[start of Dataset records]

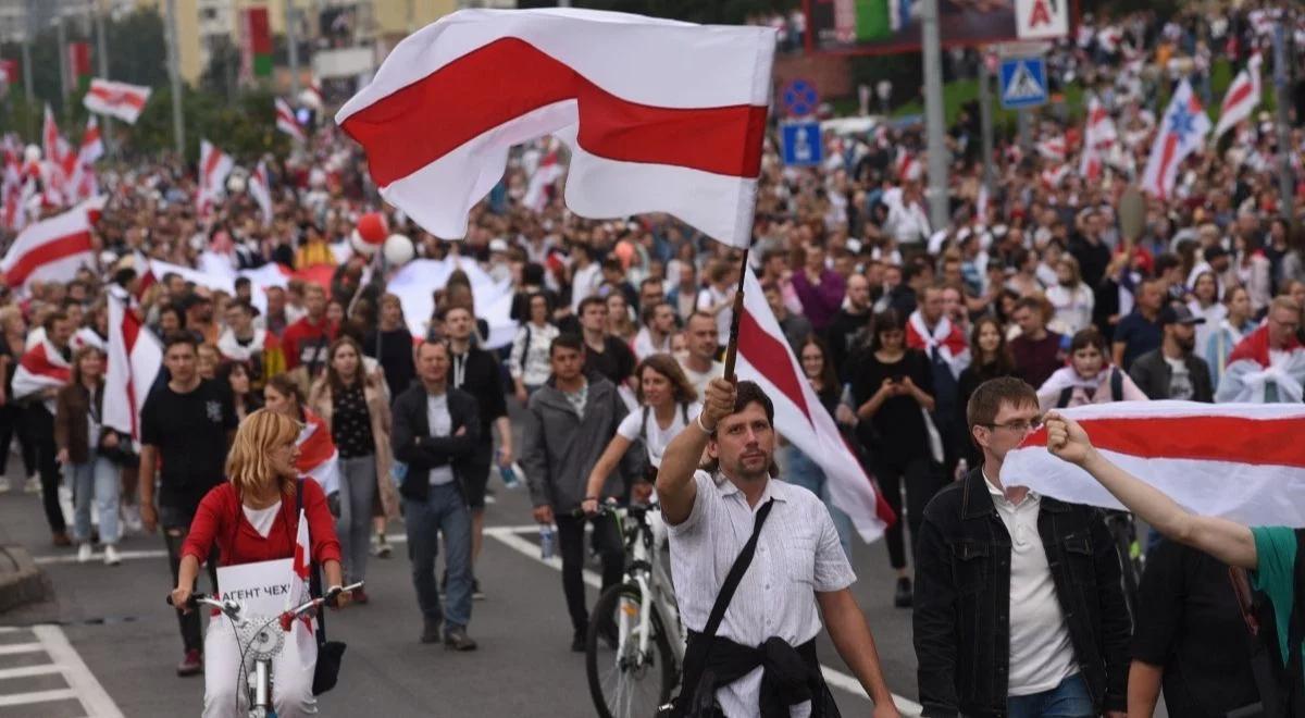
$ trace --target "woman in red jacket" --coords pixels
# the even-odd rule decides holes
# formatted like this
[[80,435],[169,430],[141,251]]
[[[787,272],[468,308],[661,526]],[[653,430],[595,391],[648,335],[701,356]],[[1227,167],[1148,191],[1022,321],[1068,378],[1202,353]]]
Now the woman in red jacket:
[[[236,431],[227,457],[230,480],[214,487],[200,503],[191,523],[191,533],[181,547],[181,569],[172,603],[185,606],[200,572],[200,563],[218,544],[223,567],[283,561],[294,559],[299,531],[295,497],[303,490],[303,510],[308,521],[311,557],[321,564],[328,589],[342,585],[339,540],[335,520],[326,508],[326,495],[317,482],[300,480],[295,469],[299,454],[299,423],[268,410],[251,414]],[[287,572],[291,595],[286,603],[298,606],[307,601],[307,582],[299,580],[290,564],[269,568],[281,576]],[[219,570],[219,584],[222,582]],[[219,586],[231,591],[230,586]],[[341,594],[343,599],[347,594]],[[277,607],[277,611],[283,610]],[[251,617],[253,612],[251,611]],[[240,684],[240,648],[226,616],[209,621],[204,641],[204,715],[243,715],[244,689]],[[313,670],[317,642],[311,621],[295,621],[273,663],[275,685],[273,702],[282,718],[317,713],[313,700]]]

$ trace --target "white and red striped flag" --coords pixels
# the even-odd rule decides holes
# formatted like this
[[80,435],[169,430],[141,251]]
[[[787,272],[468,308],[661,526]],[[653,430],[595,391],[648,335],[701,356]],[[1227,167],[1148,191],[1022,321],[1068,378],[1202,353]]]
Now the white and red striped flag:
[[299,473],[321,484],[328,496],[339,491],[339,452],[330,437],[330,428],[321,416],[304,411],[304,428],[296,440]]
[[[1180,401],[1062,410],[1105,457],[1203,516],[1250,526],[1305,526],[1305,406]],[[1006,454],[1006,486],[1062,501],[1122,509],[1082,469],[1047,450],[1047,429]]]
[[829,478],[833,504],[852,520],[863,539],[874,540],[895,521],[893,509],[806,381],[757,278],[752,272],[745,275],[739,379],[761,385],[775,405],[775,431],[820,465]]
[[110,292],[104,426],[138,443],[141,407],[163,367],[163,347],[127,303],[128,298]]
[[99,77],[90,81],[90,89],[82,98],[82,104],[91,112],[117,117],[127,124],[136,124],[150,101],[150,89],[144,85],[128,85]]
[[222,193],[222,183],[235,167],[235,161],[207,140],[200,141],[200,180],[196,201],[201,218],[206,218],[213,211],[213,202]]
[[1189,154],[1201,149],[1208,133],[1210,117],[1201,106],[1201,98],[1191,91],[1191,82],[1184,80],[1160,120],[1155,144],[1151,145],[1151,158],[1142,174],[1142,189],[1160,200],[1168,197],[1178,176],[1178,166]]
[[95,262],[90,236],[93,223],[84,204],[23,228],[0,260],[5,285],[21,287],[31,281],[70,282],[80,268]]
[[268,180],[266,163],[258,161],[258,166],[249,175],[247,188],[253,201],[258,202],[258,210],[262,211],[262,223],[271,225],[271,184]]
[[299,127],[299,120],[295,119],[295,111],[290,107],[290,103],[278,97],[273,101],[273,106],[277,108],[277,129],[284,132],[296,142],[303,142],[304,128]]
[[774,52],[769,27],[459,10],[401,42],[335,121],[381,195],[441,238],[466,235],[512,145],[555,134],[572,211],[666,211],[746,247]]
[[[72,364],[50,337],[42,337],[37,346],[29,349],[18,359],[13,372],[13,399],[40,394],[47,389],[59,389],[72,381]],[[55,413],[55,398],[42,399],[51,414]]]
[[1250,117],[1250,114],[1259,104],[1263,89],[1259,80],[1259,65],[1263,59],[1259,52],[1250,56],[1246,67],[1237,73],[1228,91],[1224,94],[1223,106],[1219,108],[1219,124],[1215,125],[1212,140],[1218,140],[1224,132],[1237,127],[1237,123]]

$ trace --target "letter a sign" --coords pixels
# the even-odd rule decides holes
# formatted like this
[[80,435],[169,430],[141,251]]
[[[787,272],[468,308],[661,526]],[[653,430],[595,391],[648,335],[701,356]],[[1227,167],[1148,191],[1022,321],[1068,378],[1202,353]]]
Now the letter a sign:
[[1049,40],[1069,34],[1070,0],[1015,0],[1015,29],[1022,40]]

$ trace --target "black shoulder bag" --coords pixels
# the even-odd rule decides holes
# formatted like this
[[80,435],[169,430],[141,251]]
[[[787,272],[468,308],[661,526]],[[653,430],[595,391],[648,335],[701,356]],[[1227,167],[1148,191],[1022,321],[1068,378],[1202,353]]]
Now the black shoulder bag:
[[[298,486],[295,486],[295,520],[304,512],[304,479],[299,479]],[[308,517],[304,517],[308,521]],[[322,595],[322,580],[321,574],[317,572],[317,561],[313,561],[308,569],[308,595],[320,597]],[[317,615],[317,666],[313,668],[313,696],[321,696],[322,693],[335,688],[335,681],[339,680],[339,664],[345,658],[345,642],[343,641],[328,641],[326,640],[326,621],[322,620],[322,615],[318,611]]]
[[[752,525],[752,537],[748,538],[748,543],[744,544],[739,557],[729,567],[726,582],[720,586],[716,602],[711,606],[707,625],[702,627],[702,633],[689,638],[689,646],[684,653],[684,668],[680,674],[680,695],[659,708],[656,718],[724,718],[724,711],[720,710],[719,705],[715,705],[713,696],[698,696],[697,692],[699,683],[702,683],[702,672],[707,667],[707,659],[711,657],[711,644],[715,642],[716,631],[726,617],[726,610],[729,608],[735,591],[739,590],[743,574],[752,565],[752,557],[757,552],[757,537],[761,535],[761,527],[766,523],[766,517],[770,516],[774,503],[775,500],[771,499],[757,510],[757,518]],[[706,688],[713,689],[714,687]],[[703,702],[707,702],[710,708],[698,708]]]

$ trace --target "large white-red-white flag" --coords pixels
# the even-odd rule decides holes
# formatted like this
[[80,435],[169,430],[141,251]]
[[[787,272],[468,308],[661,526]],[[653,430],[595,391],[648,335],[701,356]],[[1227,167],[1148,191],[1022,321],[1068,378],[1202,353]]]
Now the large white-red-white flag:
[[128,85],[95,77],[82,98],[82,104],[91,112],[111,115],[127,124],[136,124],[150,101],[150,89],[144,85]]
[[207,217],[213,211],[213,204],[222,193],[222,184],[235,166],[231,155],[219,150],[213,142],[200,141],[200,187],[196,192],[200,217]]
[[268,180],[268,166],[262,161],[258,162],[258,166],[249,175],[248,189],[253,201],[258,202],[258,210],[262,213],[262,223],[271,225],[271,184]]
[[895,521],[893,509],[806,381],[752,272],[746,272],[744,285],[736,371],[739,379],[756,381],[770,397],[775,429],[825,471],[833,504],[852,520],[861,538],[880,538]]
[[[1092,403],[1064,410],[1116,465],[1203,516],[1250,526],[1305,526],[1305,406],[1180,401]],[[1122,509],[1082,469],[1031,433],[1001,466],[1006,486]]]
[[1259,65],[1263,63],[1259,52],[1250,56],[1246,67],[1237,73],[1228,91],[1224,94],[1223,106],[1219,108],[1219,124],[1215,125],[1214,138],[1218,140],[1224,132],[1237,127],[1237,123],[1250,117],[1251,111],[1259,104],[1263,89],[1259,80]]
[[1210,117],[1206,108],[1191,91],[1191,82],[1184,80],[1169,99],[1169,107],[1156,129],[1151,157],[1142,174],[1142,189],[1160,200],[1168,197],[1178,176],[1178,166],[1189,154],[1201,149],[1208,133]]
[[95,262],[93,225],[90,208],[85,204],[29,225],[0,260],[5,285],[22,287],[33,281],[70,282],[78,269]]
[[746,247],[774,52],[769,27],[459,10],[395,46],[335,121],[385,200],[441,238],[466,234],[512,145],[555,134],[572,211],[666,211]]
[[299,127],[299,120],[295,119],[295,111],[290,103],[278,97],[273,101],[273,107],[277,108],[277,129],[291,136],[296,142],[303,142],[304,128]]
[[141,407],[163,367],[163,347],[128,307],[108,295],[108,369],[104,376],[104,426],[141,440]]

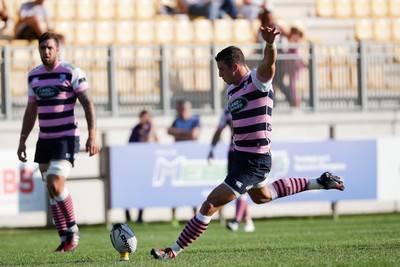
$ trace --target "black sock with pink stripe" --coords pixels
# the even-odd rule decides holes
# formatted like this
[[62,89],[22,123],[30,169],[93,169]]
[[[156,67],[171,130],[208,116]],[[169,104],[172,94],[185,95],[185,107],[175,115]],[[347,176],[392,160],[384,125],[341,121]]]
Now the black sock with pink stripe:
[[210,221],[211,216],[204,216],[198,212],[186,224],[178,240],[171,246],[175,256],[199,238],[207,230]]
[[50,211],[53,217],[54,226],[58,231],[61,242],[63,242],[67,236],[67,222],[65,221],[64,214],[62,213],[60,207],[53,198],[50,198]]
[[272,199],[294,195],[307,191],[309,179],[307,178],[284,178],[269,185]]
[[72,203],[72,197],[69,194],[67,189],[61,193],[61,195],[55,197],[58,207],[65,217],[65,221],[67,223],[68,230],[77,230],[76,222],[75,222],[75,213],[74,213],[74,205]]

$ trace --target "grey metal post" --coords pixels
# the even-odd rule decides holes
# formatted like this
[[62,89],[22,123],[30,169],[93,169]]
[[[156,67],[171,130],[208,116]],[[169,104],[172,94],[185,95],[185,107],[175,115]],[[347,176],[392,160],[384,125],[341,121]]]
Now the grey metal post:
[[118,108],[118,91],[115,86],[115,46],[111,45],[108,47],[108,60],[107,60],[107,82],[108,82],[108,103],[113,117],[117,117],[119,114]]
[[318,80],[317,80],[317,56],[315,44],[310,44],[310,58],[308,60],[308,73],[310,83],[310,107],[312,111],[318,111]]
[[4,46],[2,51],[3,61],[1,62],[1,113],[5,118],[12,118],[12,100],[11,100],[11,85],[10,85],[10,47]]
[[110,146],[108,145],[107,133],[101,134],[100,151],[100,177],[104,185],[104,221],[108,230],[111,230],[110,210],[111,210],[111,190],[110,190]]
[[367,110],[367,59],[366,59],[366,45],[363,42],[358,44],[358,58],[357,58],[357,80],[358,80],[358,98],[357,104],[360,105],[361,110]]
[[221,111],[221,92],[218,89],[218,68],[214,62],[214,56],[217,54],[215,44],[211,46],[211,57],[210,57],[210,71],[211,71],[211,92],[212,92],[212,106],[213,113],[219,114]]
[[168,57],[165,45],[160,46],[160,98],[162,113],[169,115],[171,112],[170,84],[168,75]]

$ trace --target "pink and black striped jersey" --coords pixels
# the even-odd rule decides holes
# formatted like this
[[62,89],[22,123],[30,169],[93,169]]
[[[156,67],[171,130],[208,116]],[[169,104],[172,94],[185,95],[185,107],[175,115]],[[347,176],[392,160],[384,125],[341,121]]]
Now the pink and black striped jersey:
[[247,73],[238,86],[227,89],[232,114],[233,142],[238,151],[266,154],[271,148],[271,121],[274,105],[272,79],[266,81],[257,69]]
[[51,71],[40,65],[29,73],[28,102],[38,105],[39,138],[79,136],[76,95],[88,88],[83,71],[66,62],[59,62]]

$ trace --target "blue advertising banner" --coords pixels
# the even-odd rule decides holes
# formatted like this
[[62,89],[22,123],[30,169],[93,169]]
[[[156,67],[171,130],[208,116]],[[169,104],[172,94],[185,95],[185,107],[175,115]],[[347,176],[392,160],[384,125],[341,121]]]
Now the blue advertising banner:
[[[223,182],[228,145],[137,143],[110,147],[111,208],[198,206]],[[376,199],[376,141],[275,142],[269,181],[317,178],[324,171],[343,177],[346,189],[313,190],[277,201]]]

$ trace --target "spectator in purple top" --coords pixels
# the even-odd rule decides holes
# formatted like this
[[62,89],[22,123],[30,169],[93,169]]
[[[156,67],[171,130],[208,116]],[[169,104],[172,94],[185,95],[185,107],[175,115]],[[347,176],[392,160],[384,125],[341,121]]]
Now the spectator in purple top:
[[158,142],[158,137],[151,121],[151,114],[147,110],[140,112],[139,123],[132,129],[129,143],[134,142]]
[[191,17],[206,17],[209,20],[222,19],[228,14],[232,19],[238,16],[234,0],[178,0],[183,13]]
[[[158,142],[158,137],[154,131],[154,126],[151,120],[151,114],[147,110],[142,110],[139,113],[139,123],[132,129],[129,137],[129,143],[137,142]],[[129,209],[125,209],[126,220],[130,221],[131,216]],[[138,223],[143,223],[143,208],[139,208]]]

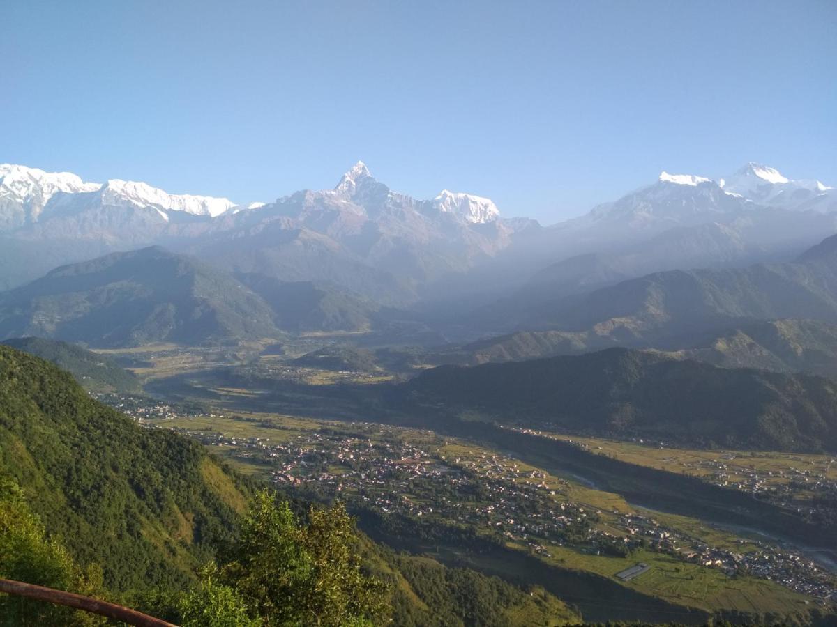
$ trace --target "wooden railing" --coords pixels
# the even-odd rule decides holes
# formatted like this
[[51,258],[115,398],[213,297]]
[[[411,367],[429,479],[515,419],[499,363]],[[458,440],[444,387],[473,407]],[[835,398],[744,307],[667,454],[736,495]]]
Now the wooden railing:
[[177,625],[167,623],[165,620],[148,616],[131,608],[100,601],[98,599],[83,597],[71,592],[24,584],[22,581],[0,579],[0,592],[27,599],[34,599],[38,601],[54,603],[58,605],[66,605],[69,608],[121,620],[123,623],[136,625],[136,627],[177,627]]

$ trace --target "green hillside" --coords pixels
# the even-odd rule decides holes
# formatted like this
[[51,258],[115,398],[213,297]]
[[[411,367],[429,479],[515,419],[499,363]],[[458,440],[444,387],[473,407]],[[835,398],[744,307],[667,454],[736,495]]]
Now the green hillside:
[[75,377],[81,386],[94,392],[136,394],[139,380],[105,355],[80,346],[45,338],[13,338],[3,344],[51,361]]
[[280,334],[267,303],[231,275],[151,247],[64,266],[0,294],[0,338],[26,335],[107,348]]
[[[263,546],[258,535],[248,540],[239,533],[250,507],[249,486],[199,444],[172,431],[141,428],[90,399],[68,373],[0,345],[0,548],[23,550],[23,538],[27,555],[43,556],[43,564],[31,565],[32,577],[84,594],[127,595],[141,609],[172,620],[182,619],[190,604],[200,609],[212,594],[225,594],[232,602],[240,593],[218,584],[212,588],[206,579],[192,586],[201,564],[216,556],[228,564],[225,581],[246,584],[246,572],[229,568],[239,563],[246,547],[258,553]],[[306,508],[302,503],[295,507]],[[314,524],[311,516],[300,523]],[[325,533],[335,519],[328,514],[322,520]],[[272,532],[264,533],[264,546],[275,541]],[[292,534],[297,533],[302,531]],[[318,537],[309,533],[308,542]],[[473,570],[395,554],[362,535],[354,542],[364,570],[387,584],[382,624],[390,618],[396,624],[417,627],[523,627],[578,619],[543,591],[530,594]],[[10,569],[27,579],[29,566],[18,557],[23,558],[8,552],[0,555],[0,576]],[[85,574],[90,565],[101,567],[103,587]],[[44,579],[44,568],[59,567]],[[308,601],[318,602],[311,594],[305,594]],[[0,608],[4,602],[0,598]],[[27,624],[49,623],[54,616],[78,619],[38,604],[20,607],[25,610],[21,615],[34,621]],[[0,618],[0,624],[5,624]]]
[[650,351],[440,366],[398,390],[421,404],[527,426],[708,446],[837,451],[830,380],[721,369]]
[[142,429],[59,370],[0,346],[0,475],[80,563],[127,590],[182,585],[229,538],[247,492],[203,449]]

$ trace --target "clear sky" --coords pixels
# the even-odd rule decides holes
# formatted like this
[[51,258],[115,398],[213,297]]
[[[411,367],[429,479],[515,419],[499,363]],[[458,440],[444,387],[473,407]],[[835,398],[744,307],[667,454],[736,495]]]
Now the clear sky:
[[249,202],[362,159],[547,223],[661,170],[837,186],[834,0],[0,7],[0,162]]

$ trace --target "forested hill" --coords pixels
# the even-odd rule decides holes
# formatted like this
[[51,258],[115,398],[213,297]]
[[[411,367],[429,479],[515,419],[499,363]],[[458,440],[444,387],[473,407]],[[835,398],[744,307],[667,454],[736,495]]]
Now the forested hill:
[[[197,442],[167,430],[144,429],[92,400],[69,373],[0,344],[0,577],[109,600],[132,599],[139,609],[178,623],[188,622],[187,615],[198,612],[202,618],[189,624],[208,624],[203,622],[206,612],[223,610],[229,616],[237,611],[233,602],[240,602],[244,609],[237,614],[239,622],[213,624],[250,625],[256,623],[249,616],[264,609],[257,602],[261,597],[247,596],[256,589],[269,594],[270,607],[284,607],[294,616],[300,614],[294,614],[293,607],[300,598],[323,604],[318,607],[325,614],[334,614],[339,600],[327,582],[339,580],[337,588],[346,585],[344,575],[351,569],[338,573],[336,569],[341,567],[334,563],[351,544],[353,551],[362,551],[358,558],[365,570],[387,584],[382,592],[387,611],[373,622],[352,624],[516,627],[579,619],[543,590],[526,590],[468,568],[449,568],[430,558],[398,555],[363,536],[352,539],[351,526],[335,522],[336,508],[322,515],[336,526],[327,533],[321,529],[316,537],[331,542],[336,534],[341,539],[334,548],[326,542],[327,559],[321,563],[326,565],[316,562],[321,565],[306,567],[306,579],[287,562],[314,550],[309,544],[315,536],[305,535],[305,523],[313,524],[313,514],[300,527],[271,531],[259,527],[264,537],[253,536],[253,521],[260,520],[259,510],[253,508],[254,493],[248,482],[219,465]],[[304,508],[302,503],[296,505]],[[279,512],[261,515],[275,517]],[[43,531],[39,531],[41,522]],[[270,557],[275,553],[270,549],[275,551],[276,546],[285,551],[280,559]],[[248,547],[252,554],[247,553]],[[259,563],[266,564],[264,568],[248,570],[249,560],[257,561],[254,556],[262,553],[267,557]],[[234,580],[233,588],[220,589],[227,595],[220,600],[201,596],[202,590],[209,589],[207,580],[202,579],[195,587],[199,567],[213,558],[226,562],[226,576]],[[39,559],[43,563],[34,563]],[[76,573],[74,563],[85,570]],[[103,585],[95,577],[87,577],[90,566],[93,571],[101,567]],[[282,584],[291,571],[301,578],[299,597],[289,596],[289,590],[295,589]],[[252,584],[251,576],[256,582]],[[325,591],[315,589],[321,584]],[[43,604],[3,604],[5,600],[0,598],[0,624],[88,624],[87,617],[72,622],[79,617],[59,611],[55,616],[60,619],[55,619]],[[351,595],[343,601],[354,603]],[[6,614],[9,611],[12,618]],[[18,614],[28,618],[17,621]],[[468,622],[472,617],[479,618]],[[262,624],[347,623],[320,622],[315,616],[302,622]]]
[[94,392],[136,393],[141,389],[139,380],[119,364],[92,350],[58,339],[13,338],[3,344],[24,353],[51,361],[70,372],[82,387]]
[[68,373],[3,345],[0,476],[115,590],[182,586],[247,505],[246,490],[199,444],[140,427]]
[[837,451],[828,379],[724,369],[650,351],[440,366],[399,387],[419,404],[508,423],[701,446]]

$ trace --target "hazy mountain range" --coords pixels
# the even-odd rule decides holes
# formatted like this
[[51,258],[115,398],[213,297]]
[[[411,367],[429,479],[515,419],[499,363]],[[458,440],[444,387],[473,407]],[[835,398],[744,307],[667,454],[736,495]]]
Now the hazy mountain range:
[[[332,190],[244,204],[3,165],[0,283],[159,244],[231,272],[331,281],[385,304],[501,295],[539,272],[563,293],[656,270],[795,254],[834,232],[835,209],[831,187],[757,164],[718,181],[664,172],[548,227],[504,219],[490,200],[471,194],[413,199],[377,181],[362,162]],[[578,255],[588,257],[565,261]],[[557,265],[545,270],[551,264]]]
[[3,165],[0,281],[17,287],[0,336],[239,341],[368,330],[398,308],[460,341],[550,330],[558,352],[685,349],[664,340],[837,322],[837,242],[811,248],[835,221],[833,188],[753,163],[717,181],[663,172],[547,227],[475,195],[413,199],[362,162],[332,190],[246,204]]

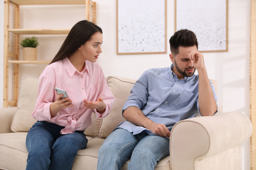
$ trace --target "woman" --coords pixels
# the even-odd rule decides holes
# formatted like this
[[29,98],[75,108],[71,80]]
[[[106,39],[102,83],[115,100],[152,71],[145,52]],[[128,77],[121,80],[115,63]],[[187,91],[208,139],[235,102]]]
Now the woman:
[[[106,116],[114,97],[100,65],[102,31],[82,20],[70,30],[57,54],[39,77],[38,97],[32,113],[37,120],[28,133],[26,169],[72,169],[87,139],[93,111]],[[62,98],[54,88],[65,90]]]

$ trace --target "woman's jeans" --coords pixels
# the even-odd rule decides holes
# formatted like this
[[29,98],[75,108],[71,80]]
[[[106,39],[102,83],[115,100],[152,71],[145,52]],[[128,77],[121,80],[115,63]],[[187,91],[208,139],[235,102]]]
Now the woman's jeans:
[[100,147],[97,169],[121,169],[129,159],[128,169],[154,169],[158,162],[169,155],[169,139],[148,135],[144,131],[133,135],[119,128],[106,139]]
[[88,140],[83,131],[62,135],[63,128],[45,121],[32,126],[26,141],[26,169],[72,169],[77,151],[86,148]]

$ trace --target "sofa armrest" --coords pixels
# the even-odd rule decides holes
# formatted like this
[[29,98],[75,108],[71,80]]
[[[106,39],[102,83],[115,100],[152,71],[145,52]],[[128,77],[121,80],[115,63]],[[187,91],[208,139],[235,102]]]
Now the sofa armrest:
[[0,133],[10,133],[12,118],[16,107],[0,108]]
[[171,132],[172,169],[194,169],[196,160],[242,145],[251,133],[249,118],[238,112],[218,113],[181,121]]

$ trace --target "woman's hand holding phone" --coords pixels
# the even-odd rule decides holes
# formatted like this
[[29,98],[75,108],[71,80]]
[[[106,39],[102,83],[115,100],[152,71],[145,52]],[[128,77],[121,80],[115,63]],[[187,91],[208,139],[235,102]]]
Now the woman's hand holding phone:
[[[64,90],[60,88],[57,88],[57,90],[55,88],[55,90],[58,95],[56,97],[56,101],[51,104],[50,106],[51,115],[52,116],[57,114],[61,109],[73,106],[72,101],[70,99]],[[64,94],[63,92],[65,92],[65,93]]]

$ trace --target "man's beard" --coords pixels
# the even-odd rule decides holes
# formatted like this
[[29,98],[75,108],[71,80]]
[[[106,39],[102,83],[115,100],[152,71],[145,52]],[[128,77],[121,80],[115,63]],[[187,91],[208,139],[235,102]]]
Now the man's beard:
[[[189,77],[189,76],[192,76],[195,73],[196,69],[194,68],[194,67],[189,67],[188,68],[186,68],[184,71],[182,71],[180,68],[179,68],[178,65],[176,63],[176,60],[174,60],[174,62],[175,64],[176,69],[179,71],[179,73],[180,73],[183,76],[186,76],[186,77]],[[194,69],[194,72],[186,74],[186,69]]]

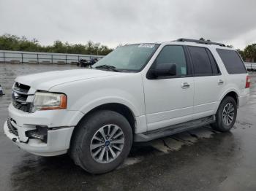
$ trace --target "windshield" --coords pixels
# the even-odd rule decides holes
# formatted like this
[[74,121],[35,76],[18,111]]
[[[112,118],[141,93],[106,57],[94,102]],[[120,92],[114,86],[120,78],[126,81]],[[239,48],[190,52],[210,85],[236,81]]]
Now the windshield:
[[102,68],[100,66],[108,65],[121,71],[139,71],[147,63],[158,47],[157,44],[137,44],[117,47],[95,63],[93,69],[99,69]]

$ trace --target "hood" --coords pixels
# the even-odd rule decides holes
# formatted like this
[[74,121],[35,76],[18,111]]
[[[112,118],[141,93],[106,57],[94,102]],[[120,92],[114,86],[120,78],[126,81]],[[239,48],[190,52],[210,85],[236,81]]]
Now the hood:
[[97,69],[73,69],[55,71],[18,77],[15,82],[29,85],[35,90],[48,90],[52,87],[91,78],[120,75],[120,72]]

[end of Dataset records]

### Aim of the exercise
Can you render the records as a numbered list, from their start through the line holding "Now the woman in", inclusive? Leave out blank lines and the pictures.

### Result for this exercise
1. $ trace --target "woman in red jacket" --coords pixels
2. # the even-odd rule decides holes
3. # formatted like this
4. [[80,435],[169,430],[141,251]]
5. [[[787,272],[468,308],[661,526]],[[653,430],[595,391],[648,335],[701,356]],[[1227,167],[1148,191],[1022,321],[1068,378],[1202,353]]]
6. Now the woman in red jacket:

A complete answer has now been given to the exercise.